- _RECORDS FOR THIS EXERCISE_
--------------------

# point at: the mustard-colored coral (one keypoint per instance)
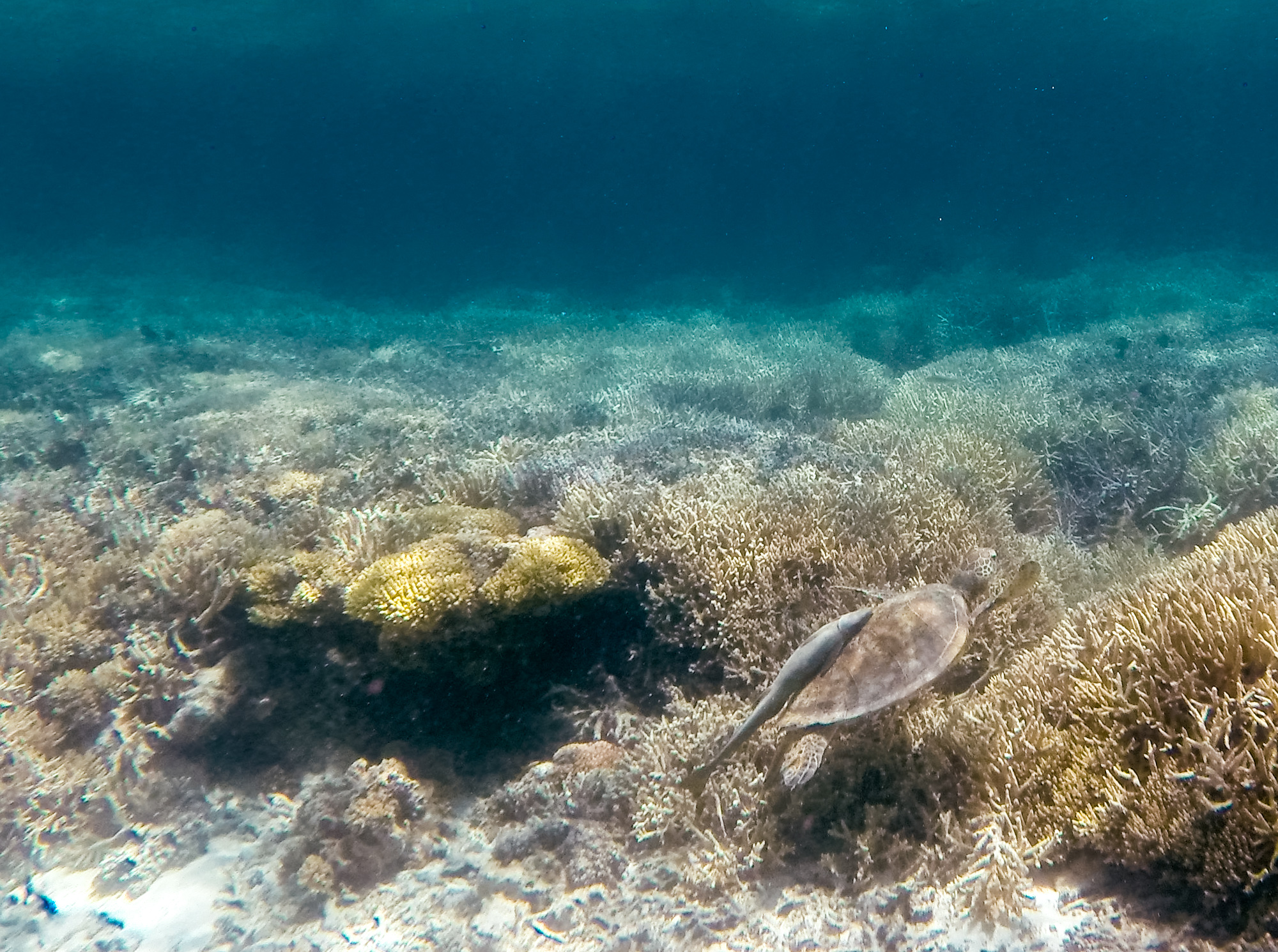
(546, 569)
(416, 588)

--------------------

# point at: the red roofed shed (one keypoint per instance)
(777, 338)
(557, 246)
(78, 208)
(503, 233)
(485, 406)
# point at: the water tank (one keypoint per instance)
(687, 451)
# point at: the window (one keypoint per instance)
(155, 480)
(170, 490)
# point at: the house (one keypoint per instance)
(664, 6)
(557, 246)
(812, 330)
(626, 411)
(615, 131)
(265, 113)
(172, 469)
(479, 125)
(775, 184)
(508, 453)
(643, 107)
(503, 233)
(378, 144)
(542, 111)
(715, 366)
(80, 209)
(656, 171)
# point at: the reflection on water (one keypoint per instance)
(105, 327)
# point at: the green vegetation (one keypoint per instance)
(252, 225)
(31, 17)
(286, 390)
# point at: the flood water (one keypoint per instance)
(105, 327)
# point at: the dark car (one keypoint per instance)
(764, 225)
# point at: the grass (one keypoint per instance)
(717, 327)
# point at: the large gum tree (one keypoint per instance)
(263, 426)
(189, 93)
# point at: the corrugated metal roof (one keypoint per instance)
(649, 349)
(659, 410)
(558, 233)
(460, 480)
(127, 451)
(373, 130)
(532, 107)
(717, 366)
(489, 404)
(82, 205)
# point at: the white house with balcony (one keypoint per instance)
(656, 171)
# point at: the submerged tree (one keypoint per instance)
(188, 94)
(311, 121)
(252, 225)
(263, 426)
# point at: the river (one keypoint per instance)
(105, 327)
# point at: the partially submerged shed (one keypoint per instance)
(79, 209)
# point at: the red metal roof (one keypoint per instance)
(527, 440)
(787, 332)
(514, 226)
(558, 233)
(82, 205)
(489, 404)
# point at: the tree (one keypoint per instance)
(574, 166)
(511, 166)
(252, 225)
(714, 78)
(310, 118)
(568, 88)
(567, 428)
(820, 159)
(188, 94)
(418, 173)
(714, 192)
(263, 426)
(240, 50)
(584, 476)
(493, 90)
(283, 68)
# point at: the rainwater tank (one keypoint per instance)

--------------------

- _WRITTEN EXERCISE_
Repeat the material above from the line with "# point at: the river" to the line with "# point at: the rainwater", including both of those lines.

- _THE COMPLETED TASK_
# point at: the river (one keypoint per instance)
(105, 327)
# point at: the partially submerged shed (one keypoint per instance)
(79, 209)
# point at: the red metal roof (one keypoint per instance)
(527, 440)
(787, 332)
(514, 226)
(558, 233)
(82, 205)
(489, 404)
# point at: the tree (one keypoint per instance)
(574, 166)
(511, 166)
(252, 225)
(714, 78)
(310, 118)
(568, 88)
(567, 428)
(820, 159)
(188, 94)
(418, 173)
(714, 192)
(263, 426)
(240, 50)
(584, 476)
(493, 90)
(283, 68)
# point at: the rainwater tank (one keypoint per instance)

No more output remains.